*Required work*. Transcribe each entry. Change nothing.

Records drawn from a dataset
*** Begin section ***

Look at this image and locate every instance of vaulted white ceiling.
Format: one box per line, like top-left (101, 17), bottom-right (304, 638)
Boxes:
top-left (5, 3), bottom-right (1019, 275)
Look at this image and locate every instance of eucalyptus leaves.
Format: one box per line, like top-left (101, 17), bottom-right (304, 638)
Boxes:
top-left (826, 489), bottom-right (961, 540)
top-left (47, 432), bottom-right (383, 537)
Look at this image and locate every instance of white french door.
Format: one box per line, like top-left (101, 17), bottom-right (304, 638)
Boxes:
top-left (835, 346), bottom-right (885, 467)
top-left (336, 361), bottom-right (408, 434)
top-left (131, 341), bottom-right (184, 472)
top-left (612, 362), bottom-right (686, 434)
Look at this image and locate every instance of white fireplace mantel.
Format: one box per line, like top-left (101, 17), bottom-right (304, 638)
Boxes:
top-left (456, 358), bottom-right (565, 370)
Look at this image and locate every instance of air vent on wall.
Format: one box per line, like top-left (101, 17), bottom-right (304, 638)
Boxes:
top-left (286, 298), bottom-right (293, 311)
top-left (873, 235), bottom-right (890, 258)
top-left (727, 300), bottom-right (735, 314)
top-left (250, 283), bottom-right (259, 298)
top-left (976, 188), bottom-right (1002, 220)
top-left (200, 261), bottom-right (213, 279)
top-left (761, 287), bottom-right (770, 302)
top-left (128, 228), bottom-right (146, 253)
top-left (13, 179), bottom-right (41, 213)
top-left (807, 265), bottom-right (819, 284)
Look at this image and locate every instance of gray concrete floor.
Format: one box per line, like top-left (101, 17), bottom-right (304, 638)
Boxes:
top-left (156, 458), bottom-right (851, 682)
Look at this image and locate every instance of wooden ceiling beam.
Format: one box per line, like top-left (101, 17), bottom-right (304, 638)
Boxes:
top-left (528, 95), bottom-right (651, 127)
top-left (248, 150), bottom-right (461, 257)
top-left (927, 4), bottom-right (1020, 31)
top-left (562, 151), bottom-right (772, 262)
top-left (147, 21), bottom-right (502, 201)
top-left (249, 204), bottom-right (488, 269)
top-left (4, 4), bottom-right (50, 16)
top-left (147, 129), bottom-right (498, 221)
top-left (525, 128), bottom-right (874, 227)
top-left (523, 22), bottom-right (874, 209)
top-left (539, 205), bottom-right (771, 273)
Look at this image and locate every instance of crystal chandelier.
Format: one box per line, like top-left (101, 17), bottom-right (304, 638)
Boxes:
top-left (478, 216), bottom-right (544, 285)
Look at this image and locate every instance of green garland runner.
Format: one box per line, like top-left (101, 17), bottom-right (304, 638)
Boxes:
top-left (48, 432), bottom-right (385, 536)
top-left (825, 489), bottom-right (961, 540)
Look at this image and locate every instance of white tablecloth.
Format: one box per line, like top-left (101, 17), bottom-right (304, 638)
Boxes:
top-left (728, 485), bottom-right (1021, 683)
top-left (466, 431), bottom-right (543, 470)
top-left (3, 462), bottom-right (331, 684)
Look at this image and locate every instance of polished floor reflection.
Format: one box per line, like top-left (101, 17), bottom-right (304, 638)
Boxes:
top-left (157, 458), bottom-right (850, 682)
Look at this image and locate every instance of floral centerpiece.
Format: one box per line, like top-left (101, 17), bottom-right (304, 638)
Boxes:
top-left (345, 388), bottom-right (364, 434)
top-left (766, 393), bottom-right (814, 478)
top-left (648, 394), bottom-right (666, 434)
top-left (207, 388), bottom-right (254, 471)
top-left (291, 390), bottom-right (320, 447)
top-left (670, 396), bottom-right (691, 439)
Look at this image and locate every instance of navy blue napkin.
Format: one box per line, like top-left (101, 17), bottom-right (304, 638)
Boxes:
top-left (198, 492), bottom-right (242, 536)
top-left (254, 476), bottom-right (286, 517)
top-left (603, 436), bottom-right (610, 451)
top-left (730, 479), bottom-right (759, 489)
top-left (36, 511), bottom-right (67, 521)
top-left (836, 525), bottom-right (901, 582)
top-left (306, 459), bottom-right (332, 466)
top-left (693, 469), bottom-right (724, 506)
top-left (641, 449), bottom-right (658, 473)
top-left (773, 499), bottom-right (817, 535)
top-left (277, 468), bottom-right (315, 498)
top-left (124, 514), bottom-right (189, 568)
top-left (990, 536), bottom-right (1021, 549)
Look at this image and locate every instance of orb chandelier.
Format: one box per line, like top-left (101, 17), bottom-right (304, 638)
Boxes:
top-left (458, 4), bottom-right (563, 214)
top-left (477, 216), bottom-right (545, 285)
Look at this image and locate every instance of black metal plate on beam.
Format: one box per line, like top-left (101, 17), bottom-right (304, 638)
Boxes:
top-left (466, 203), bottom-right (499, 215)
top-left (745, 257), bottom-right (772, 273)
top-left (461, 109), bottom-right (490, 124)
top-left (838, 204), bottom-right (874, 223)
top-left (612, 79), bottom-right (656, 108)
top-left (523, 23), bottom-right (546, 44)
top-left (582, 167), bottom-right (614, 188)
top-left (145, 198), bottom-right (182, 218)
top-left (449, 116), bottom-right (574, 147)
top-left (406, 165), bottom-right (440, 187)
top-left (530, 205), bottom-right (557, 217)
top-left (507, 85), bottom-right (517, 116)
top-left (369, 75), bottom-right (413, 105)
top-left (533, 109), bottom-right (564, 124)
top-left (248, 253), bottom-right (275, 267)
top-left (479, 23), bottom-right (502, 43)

*** End section ***

*Solution to this problem*.
Look at this image and locate every instance of vaulted white ceiling.
Format: one box per line, like top-left (101, 17), bottom-right (304, 638)
Boxes:
top-left (5, 3), bottom-right (1019, 275)
Look at this image and locate every instance of eucalyptus leaves.
Format: one box per line, like top-left (101, 17), bottom-right (304, 638)
Boxes:
top-left (826, 489), bottom-right (961, 540)
top-left (47, 432), bottom-right (383, 537)
Look at this image and locate every instance of white french door.
Format: one box per line, like top-left (101, 17), bottom-right (304, 638)
Boxes:
top-left (835, 346), bottom-right (885, 467)
top-left (336, 361), bottom-right (408, 434)
top-left (131, 341), bottom-right (184, 472)
top-left (612, 362), bottom-right (686, 434)
Look at this image and locate every instance of white fireplace mantel.
Format: one box per line, like top-left (101, 17), bottom-right (304, 638)
Boxes:
top-left (456, 358), bottom-right (565, 370)
Look at this image and locate every instance of air vent on wall.
Format: one box per line, like top-left (101, 17), bottom-right (304, 638)
Boxes:
top-left (286, 298), bottom-right (293, 311)
top-left (873, 235), bottom-right (890, 258)
top-left (727, 300), bottom-right (735, 314)
top-left (250, 283), bottom-right (259, 298)
top-left (976, 188), bottom-right (1002, 220)
top-left (200, 261), bottom-right (213, 279)
top-left (761, 287), bottom-right (770, 302)
top-left (128, 228), bottom-right (146, 253)
top-left (13, 179), bottom-right (41, 213)
top-left (807, 265), bottom-right (819, 284)
Look at this image and locate every instance of gray concrete floor.
Format: one box per line, like top-left (101, 17), bottom-right (304, 638)
Boxes:
top-left (156, 458), bottom-right (851, 682)
Look at this image and locate every instance of wooden ceiling beam.
Format: one box per line, like top-left (101, 17), bottom-right (304, 638)
Boxes:
top-left (528, 95), bottom-right (651, 127)
top-left (248, 150), bottom-right (461, 257)
top-left (927, 4), bottom-right (1020, 31)
top-left (562, 151), bottom-right (772, 262)
top-left (147, 21), bottom-right (502, 201)
top-left (249, 204), bottom-right (488, 269)
top-left (4, 4), bottom-right (50, 16)
top-left (147, 129), bottom-right (498, 221)
top-left (525, 128), bottom-right (874, 227)
top-left (523, 22), bottom-right (874, 209)
top-left (539, 205), bottom-right (771, 273)
Look at this image and locate every instance of crystal chandelier.
Format: one box per line, like top-left (101, 17), bottom-right (304, 638)
Boxes:
top-left (478, 216), bottom-right (544, 285)
Look at this image and locate every instance of green garland runner.
Format: one box per line, like top-left (101, 17), bottom-right (304, 638)
Boxes:
top-left (48, 432), bottom-right (385, 536)
top-left (825, 489), bottom-right (961, 540)
Look at this image and locate every instance of white tablecloth.
Format: one box per line, like top-left (101, 17), bottom-right (304, 638)
Boxes:
top-left (728, 485), bottom-right (1021, 683)
top-left (466, 431), bottom-right (543, 470)
top-left (3, 462), bottom-right (331, 684)
Look at this image and locate every instance of polished floor reflection.
Format: one box per line, like top-left (101, 17), bottom-right (304, 638)
Boxes:
top-left (157, 458), bottom-right (850, 682)
Look at this image and locate every instance of floral centerpiece.
Format: one box per line, like top-left (101, 17), bottom-right (304, 638)
Boxes:
top-left (345, 388), bottom-right (364, 434)
top-left (766, 393), bottom-right (814, 478)
top-left (648, 394), bottom-right (666, 434)
top-left (207, 388), bottom-right (254, 471)
top-left (291, 390), bottom-right (320, 447)
top-left (670, 396), bottom-right (691, 439)
Look at this image and locate every instance of navy blue napkin.
Format: one box per line, like top-left (101, 17), bottom-right (304, 638)
Boxes:
top-left (198, 492), bottom-right (242, 536)
top-left (254, 476), bottom-right (286, 517)
top-left (603, 436), bottom-right (610, 451)
top-left (730, 479), bottom-right (759, 489)
top-left (36, 511), bottom-right (67, 521)
top-left (836, 525), bottom-right (901, 582)
top-left (306, 459), bottom-right (332, 466)
top-left (693, 469), bottom-right (724, 506)
top-left (641, 449), bottom-right (658, 473)
top-left (773, 499), bottom-right (817, 535)
top-left (277, 468), bottom-right (315, 498)
top-left (124, 514), bottom-right (189, 568)
top-left (990, 536), bottom-right (1021, 549)
Look at this image and locate every instance of orb chandelier.
Format: one box per line, like top-left (101, 17), bottom-right (304, 638)
Boxes:
top-left (458, 4), bottom-right (563, 214)
top-left (477, 216), bottom-right (545, 285)
Look at this image and locate every instance of black metal plate on beam.
Format: one box per line, like top-left (101, 17), bottom-right (304, 638)
Boxes:
top-left (466, 203), bottom-right (499, 215)
top-left (745, 257), bottom-right (772, 273)
top-left (461, 109), bottom-right (490, 124)
top-left (838, 204), bottom-right (874, 223)
top-left (612, 79), bottom-right (656, 108)
top-left (523, 23), bottom-right (546, 44)
top-left (582, 167), bottom-right (614, 188)
top-left (145, 198), bottom-right (182, 218)
top-left (449, 116), bottom-right (574, 147)
top-left (406, 165), bottom-right (440, 187)
top-left (530, 205), bottom-right (557, 217)
top-left (507, 85), bottom-right (517, 116)
top-left (369, 75), bottom-right (413, 105)
top-left (533, 109), bottom-right (564, 124)
top-left (248, 253), bottom-right (275, 267)
top-left (479, 23), bottom-right (502, 43)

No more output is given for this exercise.